§ **EXERCISE REQUIREMENTS**:
Extract exactly the range of lines bounded by the line containing "of the distant" and the final line of the listing, both ends included, and no other lines.

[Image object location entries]
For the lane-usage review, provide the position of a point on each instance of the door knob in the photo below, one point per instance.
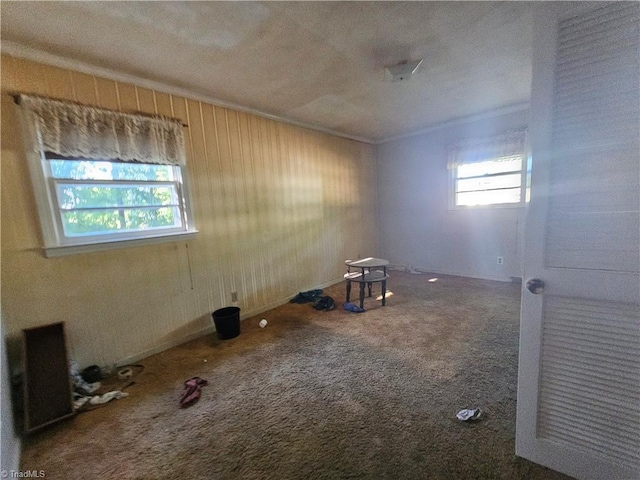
(535, 286)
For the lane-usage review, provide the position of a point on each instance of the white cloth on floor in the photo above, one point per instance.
(107, 397)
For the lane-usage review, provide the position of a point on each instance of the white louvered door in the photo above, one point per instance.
(579, 366)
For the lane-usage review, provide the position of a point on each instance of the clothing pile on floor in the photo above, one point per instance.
(315, 297)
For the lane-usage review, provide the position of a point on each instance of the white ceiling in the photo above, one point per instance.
(314, 63)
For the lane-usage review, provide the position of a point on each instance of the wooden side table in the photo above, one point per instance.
(364, 272)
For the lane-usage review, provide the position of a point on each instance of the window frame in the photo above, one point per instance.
(57, 244)
(524, 175)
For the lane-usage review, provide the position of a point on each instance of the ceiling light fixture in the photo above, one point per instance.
(402, 71)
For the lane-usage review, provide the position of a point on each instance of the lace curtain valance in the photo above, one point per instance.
(478, 149)
(74, 130)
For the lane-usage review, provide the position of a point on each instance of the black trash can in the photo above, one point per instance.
(227, 322)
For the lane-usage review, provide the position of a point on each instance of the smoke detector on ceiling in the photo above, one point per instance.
(402, 71)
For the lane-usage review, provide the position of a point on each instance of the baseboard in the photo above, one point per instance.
(509, 279)
(211, 329)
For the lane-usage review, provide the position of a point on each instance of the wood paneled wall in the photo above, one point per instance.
(279, 208)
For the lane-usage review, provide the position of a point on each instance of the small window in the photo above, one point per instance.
(483, 175)
(97, 200)
(104, 179)
(490, 182)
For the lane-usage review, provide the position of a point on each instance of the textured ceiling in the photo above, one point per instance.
(315, 63)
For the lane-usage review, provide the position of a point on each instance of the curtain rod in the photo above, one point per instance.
(16, 100)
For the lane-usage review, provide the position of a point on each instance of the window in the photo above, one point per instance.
(87, 202)
(489, 172)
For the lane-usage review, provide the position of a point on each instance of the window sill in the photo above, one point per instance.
(496, 206)
(64, 250)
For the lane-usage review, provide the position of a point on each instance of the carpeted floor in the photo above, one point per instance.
(320, 395)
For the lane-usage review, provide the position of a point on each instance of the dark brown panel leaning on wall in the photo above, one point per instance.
(48, 395)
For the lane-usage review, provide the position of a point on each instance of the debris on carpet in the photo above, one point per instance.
(192, 391)
(352, 307)
(469, 414)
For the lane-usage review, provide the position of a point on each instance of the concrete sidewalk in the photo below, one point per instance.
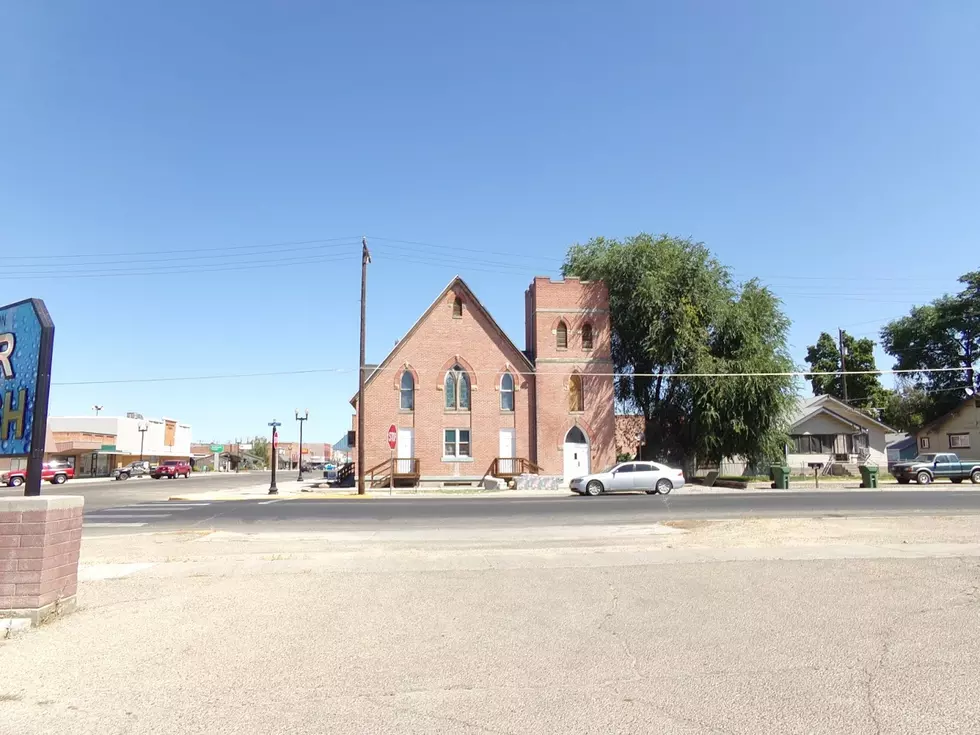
(824, 627)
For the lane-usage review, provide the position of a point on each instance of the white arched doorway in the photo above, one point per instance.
(576, 454)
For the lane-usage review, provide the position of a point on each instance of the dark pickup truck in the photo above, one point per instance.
(929, 467)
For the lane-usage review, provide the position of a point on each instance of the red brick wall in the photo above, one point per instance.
(576, 303)
(429, 352)
(40, 540)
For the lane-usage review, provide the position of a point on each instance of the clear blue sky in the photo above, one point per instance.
(807, 143)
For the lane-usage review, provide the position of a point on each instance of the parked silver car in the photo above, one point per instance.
(650, 477)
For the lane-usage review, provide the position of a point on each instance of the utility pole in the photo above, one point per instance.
(843, 362)
(359, 438)
(273, 490)
(301, 419)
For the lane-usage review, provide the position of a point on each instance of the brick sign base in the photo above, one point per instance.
(40, 538)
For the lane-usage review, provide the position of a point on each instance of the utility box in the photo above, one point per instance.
(869, 476)
(780, 476)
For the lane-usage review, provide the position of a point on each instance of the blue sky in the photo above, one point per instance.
(827, 147)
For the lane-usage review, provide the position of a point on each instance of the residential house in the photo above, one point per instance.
(957, 431)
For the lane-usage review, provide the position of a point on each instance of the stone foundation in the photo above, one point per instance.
(40, 538)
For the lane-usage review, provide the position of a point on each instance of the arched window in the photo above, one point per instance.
(507, 392)
(457, 391)
(576, 401)
(408, 391)
(562, 336)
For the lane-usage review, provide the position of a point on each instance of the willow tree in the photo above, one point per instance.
(693, 349)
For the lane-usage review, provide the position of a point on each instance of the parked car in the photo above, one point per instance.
(650, 477)
(929, 467)
(57, 473)
(133, 469)
(172, 469)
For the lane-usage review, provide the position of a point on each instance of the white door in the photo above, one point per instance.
(507, 453)
(576, 454)
(406, 450)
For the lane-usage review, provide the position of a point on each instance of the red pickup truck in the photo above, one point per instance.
(172, 468)
(54, 472)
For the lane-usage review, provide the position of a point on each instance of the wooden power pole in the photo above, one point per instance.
(359, 437)
(843, 362)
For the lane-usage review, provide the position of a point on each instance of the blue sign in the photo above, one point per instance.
(26, 340)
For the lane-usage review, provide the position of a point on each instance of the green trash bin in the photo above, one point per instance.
(780, 476)
(869, 476)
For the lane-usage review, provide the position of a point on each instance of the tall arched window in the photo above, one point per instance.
(576, 399)
(507, 392)
(408, 391)
(562, 336)
(457, 391)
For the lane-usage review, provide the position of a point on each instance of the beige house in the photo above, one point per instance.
(958, 431)
(827, 430)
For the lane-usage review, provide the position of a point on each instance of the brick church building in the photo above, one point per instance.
(467, 402)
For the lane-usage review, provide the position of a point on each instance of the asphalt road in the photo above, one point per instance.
(111, 493)
(474, 512)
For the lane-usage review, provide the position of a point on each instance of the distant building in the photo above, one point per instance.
(466, 401)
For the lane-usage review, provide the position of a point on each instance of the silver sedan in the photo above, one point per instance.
(650, 477)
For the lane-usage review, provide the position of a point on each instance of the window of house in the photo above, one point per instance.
(959, 441)
(457, 389)
(576, 401)
(408, 392)
(562, 336)
(456, 443)
(507, 392)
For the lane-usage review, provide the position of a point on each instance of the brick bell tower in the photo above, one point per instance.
(568, 339)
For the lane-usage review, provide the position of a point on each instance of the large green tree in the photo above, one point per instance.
(940, 344)
(676, 311)
(864, 390)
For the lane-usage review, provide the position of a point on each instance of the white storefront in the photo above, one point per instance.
(160, 439)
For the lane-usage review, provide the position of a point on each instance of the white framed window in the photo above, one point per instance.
(507, 392)
(456, 443)
(407, 392)
(457, 389)
(959, 441)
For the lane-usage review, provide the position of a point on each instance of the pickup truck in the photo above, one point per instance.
(53, 472)
(133, 469)
(172, 469)
(928, 467)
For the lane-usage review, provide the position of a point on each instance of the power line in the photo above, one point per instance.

§ **EXERCISE OUTPUT**:
For the lane-usage review, provide the position of a point on each instance of the distant building in the photo above, one point per instance.
(466, 401)
For the lane-usage review, provide the position of a point on each instance of the silver sedan in the photo above, one point per instance.
(650, 477)
For the lane-usage review, provide the position of a point on each instance of the window of house in the photo above, one point per instance.
(959, 441)
(457, 389)
(576, 401)
(408, 392)
(562, 336)
(456, 443)
(507, 392)
For the lane-usage review, provide the position of a point on each instance of the brick bell tower in the photo above, one point per instance.
(568, 339)
For the lane-usage review, provide the position of a point on each instance of the large green tree in the photo above, one point per instance.
(940, 344)
(676, 311)
(864, 390)
For the lane-usage review, provide the position of a point on each instance of the white storefront in the photo above, one point per instance.
(160, 439)
For the lane-usage review, provide the position of a point on each instance of the white framed window in the photo above, one point per instance.
(507, 392)
(456, 443)
(407, 392)
(457, 389)
(959, 441)
For the lane-usage review, provide the position of a point on each instance of the pickup truck in the photo above, one point per instance.
(53, 472)
(133, 469)
(172, 469)
(928, 467)
For the lane-usage review, provide the position of a point on each instance of the power line in the photo above, one point per instance.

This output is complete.